- Your instructions -
The lines wanted are those in the data below that include "Object".

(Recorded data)
⟨
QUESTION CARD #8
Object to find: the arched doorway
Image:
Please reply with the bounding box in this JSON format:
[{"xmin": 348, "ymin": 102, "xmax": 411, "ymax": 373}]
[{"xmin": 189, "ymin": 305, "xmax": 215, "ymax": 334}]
⟩
⟨
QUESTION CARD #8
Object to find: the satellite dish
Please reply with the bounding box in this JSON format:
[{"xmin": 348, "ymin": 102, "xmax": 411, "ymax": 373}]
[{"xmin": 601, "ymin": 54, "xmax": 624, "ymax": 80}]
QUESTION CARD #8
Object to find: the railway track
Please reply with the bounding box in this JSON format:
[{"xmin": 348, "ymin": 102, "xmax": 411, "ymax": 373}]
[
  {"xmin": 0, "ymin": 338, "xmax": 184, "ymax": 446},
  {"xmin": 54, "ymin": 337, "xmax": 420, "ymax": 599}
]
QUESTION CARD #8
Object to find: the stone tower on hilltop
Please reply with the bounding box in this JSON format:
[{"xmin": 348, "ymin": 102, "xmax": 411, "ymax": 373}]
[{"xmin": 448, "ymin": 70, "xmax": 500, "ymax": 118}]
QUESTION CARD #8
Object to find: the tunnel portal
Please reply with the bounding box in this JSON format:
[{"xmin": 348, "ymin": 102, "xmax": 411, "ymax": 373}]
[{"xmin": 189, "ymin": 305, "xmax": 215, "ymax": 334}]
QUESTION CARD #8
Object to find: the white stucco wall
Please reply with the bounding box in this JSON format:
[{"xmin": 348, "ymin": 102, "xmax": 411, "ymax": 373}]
⟩
- Response box -
Object to find: the arched doorway
Object to find: the satellite dish
Object to find: the railway track
Object to find: the stone tower on hilltop
Object to find: the tunnel portal
Object to find: the white stucco wall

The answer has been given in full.